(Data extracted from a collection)
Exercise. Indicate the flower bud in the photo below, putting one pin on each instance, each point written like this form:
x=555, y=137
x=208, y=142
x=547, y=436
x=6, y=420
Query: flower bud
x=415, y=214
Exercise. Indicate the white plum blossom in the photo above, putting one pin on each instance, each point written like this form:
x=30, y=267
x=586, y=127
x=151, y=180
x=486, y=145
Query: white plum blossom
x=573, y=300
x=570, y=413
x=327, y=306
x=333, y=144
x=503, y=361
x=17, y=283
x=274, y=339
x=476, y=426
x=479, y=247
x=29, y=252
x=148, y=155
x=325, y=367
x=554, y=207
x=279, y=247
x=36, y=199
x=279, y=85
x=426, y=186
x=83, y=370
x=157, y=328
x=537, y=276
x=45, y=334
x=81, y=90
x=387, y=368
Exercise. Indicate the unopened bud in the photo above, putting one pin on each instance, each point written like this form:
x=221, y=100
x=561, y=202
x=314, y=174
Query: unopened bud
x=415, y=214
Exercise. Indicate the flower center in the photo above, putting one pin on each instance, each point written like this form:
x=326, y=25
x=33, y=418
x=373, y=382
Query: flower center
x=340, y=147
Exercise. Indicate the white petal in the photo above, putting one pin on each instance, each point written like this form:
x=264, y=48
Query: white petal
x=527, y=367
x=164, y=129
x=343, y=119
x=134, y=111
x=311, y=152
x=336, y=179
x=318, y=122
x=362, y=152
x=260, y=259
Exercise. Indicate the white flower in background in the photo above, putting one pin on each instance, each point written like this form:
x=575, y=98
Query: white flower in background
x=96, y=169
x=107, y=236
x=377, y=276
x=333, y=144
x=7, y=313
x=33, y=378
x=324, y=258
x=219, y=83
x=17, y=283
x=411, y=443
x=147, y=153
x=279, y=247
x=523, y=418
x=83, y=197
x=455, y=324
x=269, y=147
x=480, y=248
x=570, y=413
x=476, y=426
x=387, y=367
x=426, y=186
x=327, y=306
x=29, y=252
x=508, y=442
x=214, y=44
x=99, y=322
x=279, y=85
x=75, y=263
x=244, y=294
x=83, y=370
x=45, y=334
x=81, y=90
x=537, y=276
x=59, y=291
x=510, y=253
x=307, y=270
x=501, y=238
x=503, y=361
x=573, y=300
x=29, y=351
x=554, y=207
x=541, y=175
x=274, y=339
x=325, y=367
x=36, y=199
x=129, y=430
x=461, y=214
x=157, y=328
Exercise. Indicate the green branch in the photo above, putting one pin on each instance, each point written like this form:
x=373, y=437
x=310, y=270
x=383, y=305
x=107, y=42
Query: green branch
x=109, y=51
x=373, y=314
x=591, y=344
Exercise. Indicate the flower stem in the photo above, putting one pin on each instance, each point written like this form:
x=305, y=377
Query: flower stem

_WHAT YOU HAVE TO DO_: Write out exactly the lines that run from the one containing "x=107, y=42" to the end of the records, both end lines included.

_TASK RESULT_:
x=107, y=42
Query: green branch
x=109, y=51
x=373, y=314
x=591, y=344
Exercise. Indicate the flower stem in the photo above, putting one pin on each instance, each point written like this form:
x=305, y=377
Query: flower stem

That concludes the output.